__WHAT YOU HAVE TO DO__.
Write out every line of the records below verbatim, leaving out the pictures.

__SUPPLIED MATERIAL__.
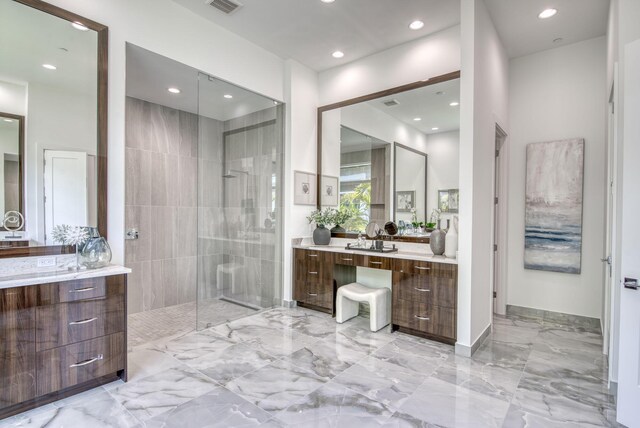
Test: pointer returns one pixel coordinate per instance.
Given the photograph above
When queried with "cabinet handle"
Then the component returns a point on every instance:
(82, 290)
(85, 362)
(88, 320)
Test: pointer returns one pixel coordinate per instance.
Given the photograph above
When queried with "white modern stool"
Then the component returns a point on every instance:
(349, 296)
(229, 269)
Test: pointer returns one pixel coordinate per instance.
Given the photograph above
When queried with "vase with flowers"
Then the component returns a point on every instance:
(71, 235)
(322, 218)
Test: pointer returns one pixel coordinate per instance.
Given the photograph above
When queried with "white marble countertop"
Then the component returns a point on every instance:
(45, 277)
(400, 254)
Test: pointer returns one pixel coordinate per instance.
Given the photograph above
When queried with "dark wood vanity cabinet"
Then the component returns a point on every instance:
(60, 338)
(424, 294)
(313, 282)
(425, 299)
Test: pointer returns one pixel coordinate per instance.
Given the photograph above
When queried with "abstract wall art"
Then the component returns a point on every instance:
(553, 206)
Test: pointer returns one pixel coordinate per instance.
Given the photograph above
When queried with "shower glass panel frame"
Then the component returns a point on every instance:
(240, 202)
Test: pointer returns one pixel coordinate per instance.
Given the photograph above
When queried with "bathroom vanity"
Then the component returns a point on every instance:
(60, 333)
(424, 287)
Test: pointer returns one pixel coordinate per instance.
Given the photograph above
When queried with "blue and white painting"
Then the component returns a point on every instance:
(553, 207)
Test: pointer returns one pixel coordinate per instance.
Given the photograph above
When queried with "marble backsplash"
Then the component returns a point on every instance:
(28, 265)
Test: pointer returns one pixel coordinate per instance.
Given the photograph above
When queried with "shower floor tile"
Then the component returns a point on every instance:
(172, 321)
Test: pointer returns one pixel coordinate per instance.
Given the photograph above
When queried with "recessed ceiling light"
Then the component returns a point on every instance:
(547, 13)
(79, 26)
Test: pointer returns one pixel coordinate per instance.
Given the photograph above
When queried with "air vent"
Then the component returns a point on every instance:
(225, 6)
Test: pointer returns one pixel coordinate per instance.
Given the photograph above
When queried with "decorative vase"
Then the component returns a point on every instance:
(321, 235)
(338, 229)
(451, 240)
(437, 241)
(96, 252)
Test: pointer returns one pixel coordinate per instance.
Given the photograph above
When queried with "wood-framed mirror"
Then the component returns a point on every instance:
(359, 140)
(53, 65)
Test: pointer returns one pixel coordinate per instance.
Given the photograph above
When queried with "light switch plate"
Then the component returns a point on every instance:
(46, 262)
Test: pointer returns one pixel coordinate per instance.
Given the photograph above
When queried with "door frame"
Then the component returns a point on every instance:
(500, 220)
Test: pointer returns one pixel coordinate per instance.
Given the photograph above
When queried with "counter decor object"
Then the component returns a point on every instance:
(96, 252)
(451, 240)
(71, 235)
(321, 235)
(437, 241)
(340, 217)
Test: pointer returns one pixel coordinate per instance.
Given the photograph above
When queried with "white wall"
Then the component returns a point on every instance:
(443, 167)
(191, 40)
(623, 28)
(420, 59)
(301, 96)
(483, 102)
(13, 98)
(558, 94)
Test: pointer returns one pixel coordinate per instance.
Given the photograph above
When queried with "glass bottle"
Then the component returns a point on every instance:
(96, 253)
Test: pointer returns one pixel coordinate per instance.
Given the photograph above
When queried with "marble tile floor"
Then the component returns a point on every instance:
(144, 327)
(298, 368)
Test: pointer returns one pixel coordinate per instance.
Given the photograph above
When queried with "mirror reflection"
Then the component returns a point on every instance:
(388, 159)
(48, 75)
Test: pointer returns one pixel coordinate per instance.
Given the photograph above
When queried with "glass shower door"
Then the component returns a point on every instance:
(240, 152)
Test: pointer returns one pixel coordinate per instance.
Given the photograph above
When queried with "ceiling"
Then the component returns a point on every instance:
(310, 30)
(149, 75)
(30, 38)
(523, 33)
(430, 104)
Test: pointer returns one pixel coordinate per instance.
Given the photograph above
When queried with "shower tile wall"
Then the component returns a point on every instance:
(161, 202)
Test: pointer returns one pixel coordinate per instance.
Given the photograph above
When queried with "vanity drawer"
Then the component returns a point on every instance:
(65, 323)
(70, 365)
(425, 318)
(348, 259)
(419, 267)
(377, 262)
(432, 290)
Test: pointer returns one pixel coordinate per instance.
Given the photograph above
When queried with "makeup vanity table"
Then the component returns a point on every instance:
(424, 287)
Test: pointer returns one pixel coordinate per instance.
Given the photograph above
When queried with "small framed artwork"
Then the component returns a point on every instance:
(330, 192)
(448, 200)
(405, 201)
(305, 188)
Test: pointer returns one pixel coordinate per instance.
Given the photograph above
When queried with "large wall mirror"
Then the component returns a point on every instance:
(53, 104)
(387, 156)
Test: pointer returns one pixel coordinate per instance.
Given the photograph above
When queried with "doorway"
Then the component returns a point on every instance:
(499, 223)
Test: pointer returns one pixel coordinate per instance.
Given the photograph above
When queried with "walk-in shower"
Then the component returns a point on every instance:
(204, 190)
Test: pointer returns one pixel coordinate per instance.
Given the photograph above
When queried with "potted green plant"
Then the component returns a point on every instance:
(322, 218)
(340, 217)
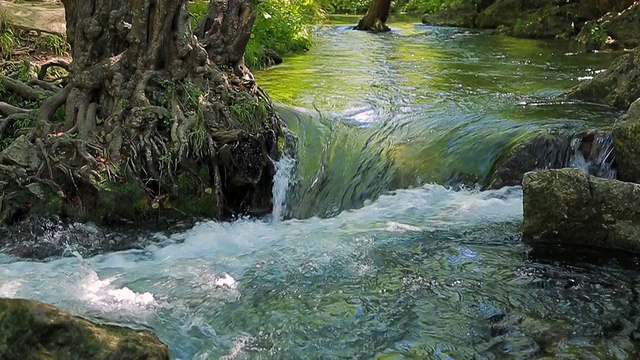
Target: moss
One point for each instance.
(196, 199)
(33, 330)
(250, 113)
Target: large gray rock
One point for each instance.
(529, 152)
(626, 141)
(567, 206)
(33, 330)
(618, 86)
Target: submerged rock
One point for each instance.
(544, 150)
(570, 207)
(618, 86)
(626, 134)
(33, 330)
(591, 151)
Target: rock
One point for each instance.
(544, 150)
(460, 14)
(618, 86)
(23, 153)
(545, 18)
(570, 207)
(33, 330)
(626, 141)
(614, 30)
(36, 190)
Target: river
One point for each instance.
(369, 254)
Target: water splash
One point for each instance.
(593, 153)
(281, 183)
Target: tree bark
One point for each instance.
(152, 103)
(376, 17)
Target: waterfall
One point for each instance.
(281, 182)
(593, 153)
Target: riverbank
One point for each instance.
(595, 25)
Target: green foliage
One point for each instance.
(198, 10)
(8, 41)
(347, 6)
(24, 71)
(598, 33)
(283, 26)
(408, 6)
(418, 6)
(524, 26)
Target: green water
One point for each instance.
(421, 105)
(425, 272)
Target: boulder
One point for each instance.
(33, 330)
(528, 152)
(570, 207)
(618, 86)
(626, 141)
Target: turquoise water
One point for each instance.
(380, 260)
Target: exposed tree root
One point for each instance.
(44, 68)
(147, 107)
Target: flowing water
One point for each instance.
(380, 260)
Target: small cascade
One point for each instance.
(281, 183)
(593, 153)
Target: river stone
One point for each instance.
(22, 153)
(528, 152)
(626, 141)
(33, 330)
(567, 206)
(618, 86)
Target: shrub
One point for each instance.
(283, 26)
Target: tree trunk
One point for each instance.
(151, 106)
(376, 17)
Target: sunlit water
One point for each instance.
(425, 272)
(422, 105)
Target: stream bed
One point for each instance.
(369, 254)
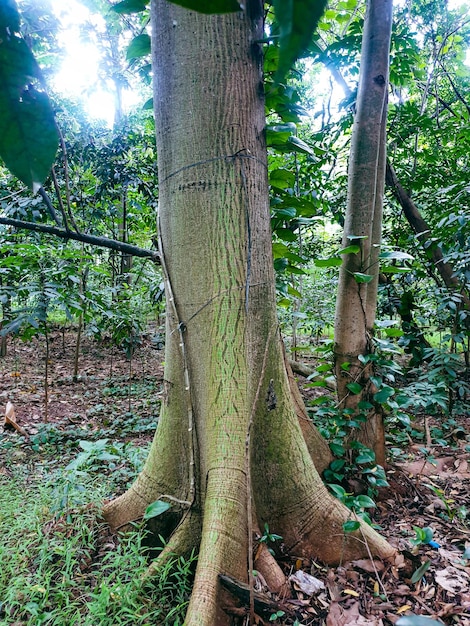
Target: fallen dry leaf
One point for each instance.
(452, 580)
(10, 420)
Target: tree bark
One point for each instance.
(356, 302)
(229, 447)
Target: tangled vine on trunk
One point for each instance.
(233, 449)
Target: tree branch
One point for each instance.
(102, 242)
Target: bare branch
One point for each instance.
(102, 242)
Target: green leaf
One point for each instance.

__SOLUTION TO THIS EXERCISE__.
Test: pointer returns one pixel coordinate per instance.
Given the photograph above
When queried with "cabinet handle"
Then the component returns a point on every instance:
(82, 290)
(85, 362)
(88, 320)
Test: pointer returns one pixel coordinate per instance.
Given the photograph above
When queried with "white modern stool"
Then the component returns a point on every instance:
(349, 296)
(229, 269)
Test: pointer returns one pixel coordinate per instance.
Given the photograph above
When queried with "vase with flowers"
Then the component returns a point on every instance:
(71, 235)
(322, 218)
Test: pointer returns one pixel coordinate per instance.
Given the photograph above
When queried with "white marble countertop"
Then the component returns a point on every instance:
(45, 277)
(400, 254)
Test: pointer returns one pixel coordinate per instance.
Given the photograph above
When queried with "dark wood vanity cabinet"
Then the component returns a point on every instance:
(60, 338)
(424, 294)
(313, 282)
(425, 299)
Test: pointer returns one pixel coordinate per instance.
Given the photograph above
When queried with "abstract wall art"
Then the component returns a point on every instance:
(553, 206)
Test: pointer returns one pixel coordinate per instance.
Given the photograph above
When queried with "shower glass panel frame"
Then the component returns a point on every instance:
(240, 202)
Test: pointer returns one pixel coordinate per instance.
Given the photograph above
When queried with "bathroom vanity"
Then the component returns a point on every instance:
(60, 333)
(424, 287)
Test: pointer returns one pixel coordinate per instance.
Given the photograph above
When queried with "blue and white painting"
Then the component returns a point on every instance:
(553, 207)
Test: pointer returns one pixel coordinate per instance.
Given the photograph above
When queried with "marble backsplash"
Then the component returns a point on every instance:
(28, 265)
Test: pointer returns one pixel coordinate per instance.
Given the photograph above
When queried with "shower floor tile"
Then the component returns a point on every instance:
(172, 321)
Test: pointer returns one pixel coordinate per instance.
Given the photograph above
When queried with "recessed ceiling light"
Then the component returns a point on every instance:
(547, 13)
(79, 26)
Test: pointer returns one pixel coordinate per instance.
Given the photograph above
When queried with "air vent"
Then the component returns a point on every instance:
(225, 6)
Test: pointer returns one pixel coordinate per instance.
Given the photograph above
When queried with "decorative vase"
Then the component returns a point on every instance:
(321, 235)
(338, 229)
(451, 240)
(437, 241)
(96, 252)
Test: pointer returns one pixel coordinate per instance.
Given the photograph above
When queried with "wood-framed mirror"
Then the component returns a point on every instance:
(359, 140)
(53, 65)
Test: pointer returns one pixel coordinate per instance.
Given the photograph above
When queried with "light switch plate"
Then the component returns a point on every instance:
(46, 262)
Test: pointer returns one pixel coordinate per instance.
Given the photograph above
When queried with "door frame"
Then the component returns a point on every instance:
(500, 220)
Test: pointer returns one pixel coordinate per instance.
Given the photograph above
When queried with "counter decor object"
Then the component returns a point on every instance:
(96, 252)
(451, 240)
(71, 235)
(321, 235)
(437, 241)
(340, 217)
Test: pointer returns one pixel coordinate per instance.
Given the photograph above
When queried with "white wall"
Then the component returns a point on every instance:
(443, 167)
(191, 40)
(623, 28)
(420, 59)
(301, 96)
(483, 102)
(13, 98)
(558, 94)
Test: pointer returns one pixel coordinate per instance.
Given the photograph above
When queried with "glass bottle"
Then the component returns a point on every instance:
(96, 253)
Test: pointer returns one pixel coordinate per instance.
Given the photograph above
When queried with "marble tile floor"
Then the component returns a point on every instance:
(144, 327)
(298, 368)
Test: pointer returns one pixel coordinate per instance.
Given the photograph above
When queried with "mirror reflection"
Then the component returns a point on every instance:
(388, 159)
(48, 75)
Test: pointer returns one pixel coordinate per instance.
Given the photograph above
When queried with "glass shower door"
Then the component returns a point on every instance:
(240, 152)
Test: pointer returns one pixel coordinate per instance.
Given the photograph above
When queried with "ceiling"
Then the component returns a point on every instance:
(310, 30)
(149, 75)
(30, 38)
(523, 33)
(430, 104)
Test: pointer returns one pixel coordinate per instance.
Given the photograph above
When queried with "shower tile wall"
Then the component returns a point on every instance:
(161, 202)
Test: pointer returns one pixel coordinate per instance.
Given the photograph above
When queried with "vanity drawer"
Then the component returns a point on every instance:
(65, 323)
(70, 365)
(425, 318)
(348, 259)
(419, 267)
(377, 262)
(432, 290)
Test: pointer returns one pixel coordinate per instance.
Given the photograph above
When queried with "makeup vanity table"
Then the component returns a point on every instance:
(424, 287)
Test: pointer returns one pixel coordinate per instance.
Given the photograph above
When queried with "small framed artwork"
Then the component returns a point on every instance:
(330, 192)
(448, 200)
(405, 201)
(305, 188)
Test: pointer returns one pixel coordinate per instance.
Given the photograph above
When queried with "large wall mirror"
Then the component returns a point on every instance:
(53, 104)
(387, 156)
Test: pointer returns one pixel coordinate per instance.
Given the photograph above
When queried with "doorway"
Then the component returns a point on every instance:
(499, 223)
Test: pointer returns one pixel coordinate per instance.
Given the photograph above
When queried with "walk-in shower"
Then the component returns a point on every instance:
(204, 190)
Test: pointer returns one pixel coordinate per instance.
Given the photograph above
When queried with "potted green plant"
Then the component returns a point on every instance:
(322, 218)
(340, 217)
Target: moss
One point for each instance.
(196, 199)
(33, 330)
(250, 113)
Target: large gray rock
One point for each instance.
(529, 152)
(626, 141)
(567, 206)
(33, 330)
(618, 86)
Target: submerged rock
One point for each instance.
(544, 150)
(570, 207)
(618, 86)
(626, 134)
(33, 330)
(591, 151)
Target: rock
One point for each instance.
(544, 150)
(460, 14)
(618, 86)
(23, 153)
(545, 18)
(570, 207)
(33, 330)
(626, 141)
(614, 30)
(36, 190)
Target: river
One point for each instance.
(369, 254)
Target: water splash
One point for each instance.
(593, 153)
(281, 183)
Target: tree bark
One point for each instance.
(152, 103)
(376, 17)
Target: waterfall
One point for each instance.
(281, 182)
(593, 153)
Target: riverbank
One point for each instance.
(595, 25)
Target: green foliage
One point for each instance.
(198, 10)
(8, 41)
(347, 6)
(24, 71)
(598, 33)
(283, 26)
(408, 6)
(418, 6)
(524, 26)
Target: green water
One point for each instance.
(421, 105)
(425, 272)
Target: boulder
One point for each instance.
(33, 330)
(528, 152)
(570, 207)
(618, 86)
(626, 141)
Target: turquoise water
One point for each instance.
(380, 260)
Target: exposed tree root
One point for each instance.
(44, 68)
(147, 107)
Target: flowing water
One point for each instance.
(380, 260)
Target: small cascade
One point for each instance.
(281, 183)
(593, 153)
Target: river stone
One point for each instance.
(22, 153)
(528, 152)
(626, 141)
(33, 330)
(567, 206)
(618, 86)
Target: shrub
One point for each instance.
(283, 26)
Target: tree trunk
One point for each instance.
(151, 106)
(376, 17)
Target: sunlit water
One point for each instance.
(425, 272)
(422, 105)
Target: stream bed
One point for each instance.
(369, 254)
Target: fallen dry leaf
One point for each instance.
(452, 580)
(10, 420)
Target: tree bark
One point for each instance.
(356, 302)
(229, 447)
Target: tangled vine on trunk
One point for each instance.
(233, 449)
Target: tree branch
One point for each instance.
(102, 242)
Target: bare branch
One point for each instance.
(102, 242)
Target: green leaf
One point for each instance.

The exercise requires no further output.